* GIVEN TASK
Please find each line in the records that contains the word "gray" and copy those lines.

* RECORDS SHOWN
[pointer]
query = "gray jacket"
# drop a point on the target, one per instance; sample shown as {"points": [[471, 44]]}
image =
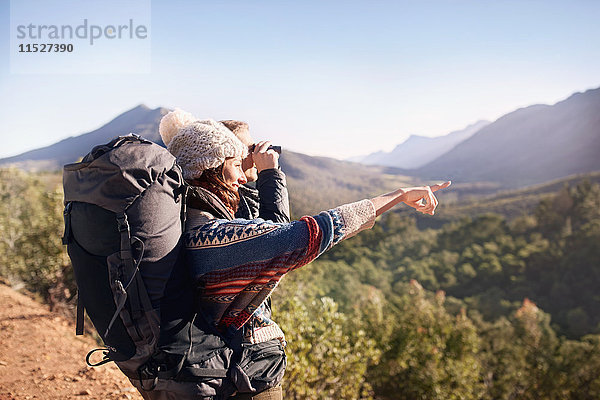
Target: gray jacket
{"points": [[269, 200]]}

* EXERCISE SOLUTION
query = "gray jacket"
Target: gray jacket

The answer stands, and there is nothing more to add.